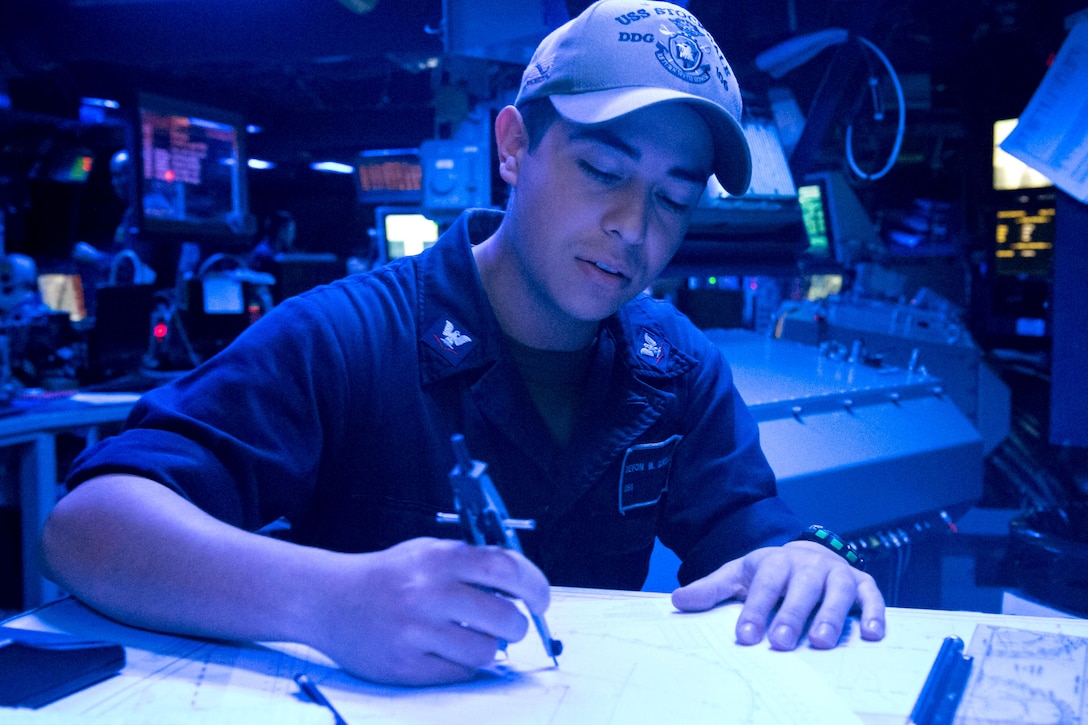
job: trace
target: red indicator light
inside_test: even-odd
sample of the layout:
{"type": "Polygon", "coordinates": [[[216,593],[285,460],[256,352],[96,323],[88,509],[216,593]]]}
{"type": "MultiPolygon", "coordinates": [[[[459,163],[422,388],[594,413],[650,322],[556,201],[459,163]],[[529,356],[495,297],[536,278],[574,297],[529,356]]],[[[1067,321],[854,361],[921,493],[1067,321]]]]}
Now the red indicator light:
--- --- ---
# What to work on:
For each line in the data above that contains the string "indicator", extract the line.

# Output for this task:
target: red indicator light
Now the red indicator light:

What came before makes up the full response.